* _Brief_
Write what comes next in the mailing-list exchange about carrying Ethernet traffic over IPoIB, starting after its last line.

# start of Article

On 7 August 2012 10:44, Eric W. Biederman <ebiederm@...ssion.com> wrote:
> Ali Ayoub <ali@...lanox.com> writes:
>
>> Among other things, the main benefit we're targeting is to allow IPoE
>> traffic within the VM to go through the (Ethernet) vBridge down to the
>> eIPoIB PIF, and eventually to IPoIB and to the IB network.
>
> That works today without code changes.  It is called routing.
>
>> In Para virtualized environment, the VM emulator sends/receives packets
>> with Ethernet header, and the vBridge also performs L2 switching based
>> on the Ethernet header, in addition to other tools that expect an
>> Ethernet link layer. We'd like to support them on top of IPoIB.
>
> See routing.  The code is already done.
>
>> I don't see in other alternatives a solution for the problem we're
>> trying to solve. If there are changes/suggestions to improve eIPoIB
>> netdev driver to avoid "messing with the link layer" and make it
>> acceptable, we can discuss and apply them.
>
> Nothing needs to be applied the code is done.  Routing from
> IPoE to IPoIB works.

# end of Article
# start of Provided data

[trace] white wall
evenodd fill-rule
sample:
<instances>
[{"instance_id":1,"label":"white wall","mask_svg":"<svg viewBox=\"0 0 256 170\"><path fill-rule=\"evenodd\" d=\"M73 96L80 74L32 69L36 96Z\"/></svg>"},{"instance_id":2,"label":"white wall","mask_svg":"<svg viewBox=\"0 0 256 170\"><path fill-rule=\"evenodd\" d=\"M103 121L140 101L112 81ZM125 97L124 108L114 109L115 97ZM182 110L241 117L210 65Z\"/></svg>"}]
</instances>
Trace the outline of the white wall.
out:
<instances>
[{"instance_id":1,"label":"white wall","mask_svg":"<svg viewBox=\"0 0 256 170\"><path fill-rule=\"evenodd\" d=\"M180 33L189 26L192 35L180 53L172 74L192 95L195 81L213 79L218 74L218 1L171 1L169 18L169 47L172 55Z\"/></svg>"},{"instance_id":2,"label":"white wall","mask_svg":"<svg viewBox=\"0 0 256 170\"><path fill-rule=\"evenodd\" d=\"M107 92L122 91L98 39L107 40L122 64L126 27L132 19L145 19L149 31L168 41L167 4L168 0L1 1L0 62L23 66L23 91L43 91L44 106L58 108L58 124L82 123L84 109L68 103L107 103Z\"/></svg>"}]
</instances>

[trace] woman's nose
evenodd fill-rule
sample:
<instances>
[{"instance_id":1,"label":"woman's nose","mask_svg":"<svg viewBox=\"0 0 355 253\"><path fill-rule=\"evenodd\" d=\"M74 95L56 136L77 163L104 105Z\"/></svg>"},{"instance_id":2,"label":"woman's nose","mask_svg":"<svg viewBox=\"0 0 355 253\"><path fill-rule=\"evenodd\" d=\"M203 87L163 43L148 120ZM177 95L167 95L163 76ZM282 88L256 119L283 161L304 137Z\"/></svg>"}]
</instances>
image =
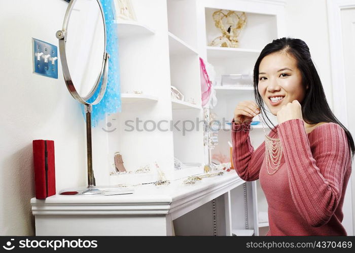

# end of Provided data

* _Written response_
>
> There is nothing in what anyone has posted as requirements that needs
> work to implement.
>
> I totally fail to see how getting packets of of the VM as ethernet
> frames, and then  IP layer routing those packets over IP is not an
> option.  What requirement am I missing.
>
> All VMs should suport that mode of operation, and certainly the kernel
> does.
>
> Implementations involving bridges like macvlan and macvtap are
> performance optimizations, and the optimizations don't even apply in
> areas like 802.11, where only one mac address is supported per adapter.
>
> Bridging can ocassionally also be an administrative simplification as
> well, but you should be able to achieve the a similar simplification
> with a dhcprelay and proxy arp.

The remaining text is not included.